----- Record excerpts -----

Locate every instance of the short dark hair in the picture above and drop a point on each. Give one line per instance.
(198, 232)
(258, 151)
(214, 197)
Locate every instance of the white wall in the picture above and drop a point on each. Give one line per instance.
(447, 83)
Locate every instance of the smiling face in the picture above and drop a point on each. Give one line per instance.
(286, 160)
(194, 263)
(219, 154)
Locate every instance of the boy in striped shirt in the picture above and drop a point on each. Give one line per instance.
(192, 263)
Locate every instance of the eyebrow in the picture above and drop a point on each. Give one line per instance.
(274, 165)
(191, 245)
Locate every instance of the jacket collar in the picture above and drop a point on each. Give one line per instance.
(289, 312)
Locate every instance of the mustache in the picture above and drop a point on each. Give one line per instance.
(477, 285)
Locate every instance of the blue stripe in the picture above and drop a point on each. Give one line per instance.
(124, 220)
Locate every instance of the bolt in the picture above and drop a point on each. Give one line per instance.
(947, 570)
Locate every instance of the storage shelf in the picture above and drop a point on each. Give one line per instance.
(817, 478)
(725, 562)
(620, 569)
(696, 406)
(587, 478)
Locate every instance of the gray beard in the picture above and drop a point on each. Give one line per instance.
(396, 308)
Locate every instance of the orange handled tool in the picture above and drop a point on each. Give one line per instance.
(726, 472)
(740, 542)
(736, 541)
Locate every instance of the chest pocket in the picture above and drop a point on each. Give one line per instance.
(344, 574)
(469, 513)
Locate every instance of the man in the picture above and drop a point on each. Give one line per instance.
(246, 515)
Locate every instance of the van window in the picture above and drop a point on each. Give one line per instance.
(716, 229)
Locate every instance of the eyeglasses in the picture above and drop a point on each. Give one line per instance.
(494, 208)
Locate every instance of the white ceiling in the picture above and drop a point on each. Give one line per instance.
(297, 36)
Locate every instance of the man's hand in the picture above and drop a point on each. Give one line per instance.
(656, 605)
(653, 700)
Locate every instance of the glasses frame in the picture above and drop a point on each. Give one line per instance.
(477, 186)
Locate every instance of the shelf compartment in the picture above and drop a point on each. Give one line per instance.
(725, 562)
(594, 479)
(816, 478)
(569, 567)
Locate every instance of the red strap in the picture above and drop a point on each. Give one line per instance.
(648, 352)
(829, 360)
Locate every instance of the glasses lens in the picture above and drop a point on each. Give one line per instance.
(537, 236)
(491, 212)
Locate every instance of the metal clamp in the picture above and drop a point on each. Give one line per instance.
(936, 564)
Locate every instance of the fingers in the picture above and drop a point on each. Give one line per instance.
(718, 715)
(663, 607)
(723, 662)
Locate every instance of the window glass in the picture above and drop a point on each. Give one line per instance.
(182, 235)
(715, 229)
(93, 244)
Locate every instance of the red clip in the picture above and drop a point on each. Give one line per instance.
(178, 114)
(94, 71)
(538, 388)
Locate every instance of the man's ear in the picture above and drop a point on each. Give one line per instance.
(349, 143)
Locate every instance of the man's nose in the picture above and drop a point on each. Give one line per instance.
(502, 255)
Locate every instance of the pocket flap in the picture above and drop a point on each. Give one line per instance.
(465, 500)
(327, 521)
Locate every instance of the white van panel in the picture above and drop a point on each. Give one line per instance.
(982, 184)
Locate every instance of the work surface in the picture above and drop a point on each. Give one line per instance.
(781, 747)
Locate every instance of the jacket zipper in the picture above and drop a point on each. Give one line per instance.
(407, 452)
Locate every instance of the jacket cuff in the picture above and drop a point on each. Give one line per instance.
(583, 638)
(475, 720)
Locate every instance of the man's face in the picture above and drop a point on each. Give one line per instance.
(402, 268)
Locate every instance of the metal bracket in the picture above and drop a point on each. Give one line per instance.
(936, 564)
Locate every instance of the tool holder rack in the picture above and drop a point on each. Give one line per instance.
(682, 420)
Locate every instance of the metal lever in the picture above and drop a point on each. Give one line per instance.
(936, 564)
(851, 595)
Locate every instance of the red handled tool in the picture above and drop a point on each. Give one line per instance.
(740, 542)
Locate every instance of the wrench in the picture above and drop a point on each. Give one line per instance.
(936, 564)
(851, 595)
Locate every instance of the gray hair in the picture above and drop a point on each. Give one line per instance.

-----

Aim
Print all of the records above again verbatim, keeping every line unchanged and in its original order.

Correct answer
Locate every instance of the short dark hair in the picture above and drop a point on each. Give one line per instance.
(198, 232)
(258, 151)
(214, 197)
Locate every instance of the white wall in the picture above and drop a point on each. Give one line per instance.
(447, 83)
Locate every instance of the smiling face in the picture above and drop a point on each. Give one line per instance.
(286, 160)
(194, 263)
(219, 154)
Locate every instance of the boy in striped shirt in the picture above and drop a point on each. Give one line per instance.
(192, 263)
Locate every instance of the eyebrow in the picture above and drop a point on each. Give one line per instance.
(274, 165)
(191, 245)
Locate every instance of the jacket collar in the picture above and drop a point on each. Give one line per instance.
(289, 312)
Locate every instance of the mustache in the picture above and drop a point on each. Give one line per instance.
(477, 285)
Locate every instance of the blue stripe in the picture above and drop a point on each. Give one line per instance.
(124, 220)
Locate every instance of the bolt in the picture above and drop a point on each. Give one line per instance.
(947, 570)
Locate every instance of the storage shelf in the picture above and drop a point on each. Give one line per instance.
(817, 478)
(725, 562)
(620, 569)
(696, 406)
(587, 478)
Locate every instance of the gray beard in the picture above and drop a point on each. Give one line per instance.
(396, 308)
Locate every instance of the orange handled tool in the picture above and drop a point on each. Give one line per instance.
(726, 472)
(740, 542)
(736, 541)
Locate every instance of the chest pocket in the picture above and drop a point on each. Give one line per instance.
(344, 574)
(469, 513)
Locate every instance of the man in the picture above and drop a point on each. Give one line per instance.
(246, 515)
Locate every instance of the van window in the picture above and drop a point on each. Give one line per instance.
(716, 229)
Locate every instance of the eyeglasses in the picture above and drop a point on each. Give one line per instance.
(494, 208)
Locate every instance of the white ceiling in the picture above and drop a point on each. Give one line per instance.
(297, 36)
Locate every instance of the man's hand in the picture above and drop a point on each. Give one line per instance.
(656, 605)
(653, 700)
Locate every instance of the glasses frame in the picture above and drop a point on each. Give one line per instance.
(477, 186)
Locate every instance of the shelf compartment in the picture above and drop a point on each. Give one line per instance.
(725, 562)
(594, 479)
(816, 478)
(569, 567)
Locate every instance of the red strap in the picture above and drop a point on each. Give one line per instance.
(648, 352)
(829, 360)
Locate every instance of the glasses lens in the picture above and drop a point on each. Give one line per instance.
(537, 236)
(491, 212)
Locate every instance of the metal clamp in the picture above and drop a point on each. Give one line per instance.
(936, 564)
Locate every instance of the fingers in the picture above and drop a point on each. Give one line per instance.
(718, 715)
(663, 607)
(723, 662)
Locate every instance of the window glass in the picture above and drop a point on each. Give one line per instance.
(182, 235)
(715, 229)
(93, 244)
Locate every instance of the red clip in the picture above and drop a point on each. Give one line per instance.
(178, 114)
(94, 71)
(538, 388)
Locate every instance of the man's ear in the picture above and drop a point on each. Give one line per instance.
(349, 143)
Locate every instance of the man's nose in the picture above and drop a point on each. Give one line per instance.
(502, 255)
Locate every instance of the pocket flap in the picture above and drop a point on each. Give one line per instance.
(465, 500)
(327, 521)
Locate every instance of the white van panel in the picture above and drop a point on each. Give one line per instance.
(982, 184)
Locate every instance of the work surface in the picture above and drop a point on each. Give one line per instance.
(781, 747)
Locate every instance of the jacket zipper in the picture above and drop a point on each. Give one line per instance.
(407, 452)
Locate every instance of the jacket cuff in the picture above and drop a point on each. Give one line per instance.
(583, 638)
(475, 720)
Locate every instance of the man's face in the picture above and drop a point on each. Give one line per instance.
(402, 268)
Locate every instance of the metal bracket in the picture above and drop a point on each. Give one line per instance.
(936, 564)
Locate every instance of the tool holder rack in the picture above and drop a point on each. Give one line per instance.
(682, 420)
Locate every instance of the metal lever in the picture above and drop a point on each. Give one line per instance.
(936, 564)
(851, 595)
Locate every instance of the red handled tool in the picture above and drop a point on each. Give one line per instance.
(740, 542)
Locate every instance of the wrench in the picture above and drop a point on each. Give one line per instance.
(936, 564)
(851, 595)
Locate every instance of the gray hair in the picture above and drop a point on each. Give one line per instance.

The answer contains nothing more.